Exercise objective ::
Hunt through the entries for the word "clicks" and copy each line in which it appears.

Data for analysis ::
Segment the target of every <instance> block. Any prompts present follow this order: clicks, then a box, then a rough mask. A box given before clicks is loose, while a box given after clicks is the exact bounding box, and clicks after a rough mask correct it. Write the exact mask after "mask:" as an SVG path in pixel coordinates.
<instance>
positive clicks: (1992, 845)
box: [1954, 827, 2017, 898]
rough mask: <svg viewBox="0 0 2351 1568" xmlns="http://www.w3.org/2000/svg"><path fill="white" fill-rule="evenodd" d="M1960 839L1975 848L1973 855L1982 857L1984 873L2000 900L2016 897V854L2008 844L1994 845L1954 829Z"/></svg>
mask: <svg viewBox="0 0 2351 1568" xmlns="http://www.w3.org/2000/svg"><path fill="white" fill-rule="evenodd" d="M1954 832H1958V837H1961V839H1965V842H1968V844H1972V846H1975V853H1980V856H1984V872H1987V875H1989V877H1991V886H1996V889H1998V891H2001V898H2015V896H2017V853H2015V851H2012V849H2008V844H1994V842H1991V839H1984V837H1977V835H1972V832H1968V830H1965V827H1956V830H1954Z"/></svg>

Response ::
Segment the target of every <instance> block. Any prompts present follow this order: clicks, then a box, then a rough mask. A box given before clicks is loose, while a box given after clicks is the exact bounding box, and clicks after a rough mask correct it. Write the exact mask after "mask:" as an SVG path in pixel coordinates.
positive clicks: (1992, 845)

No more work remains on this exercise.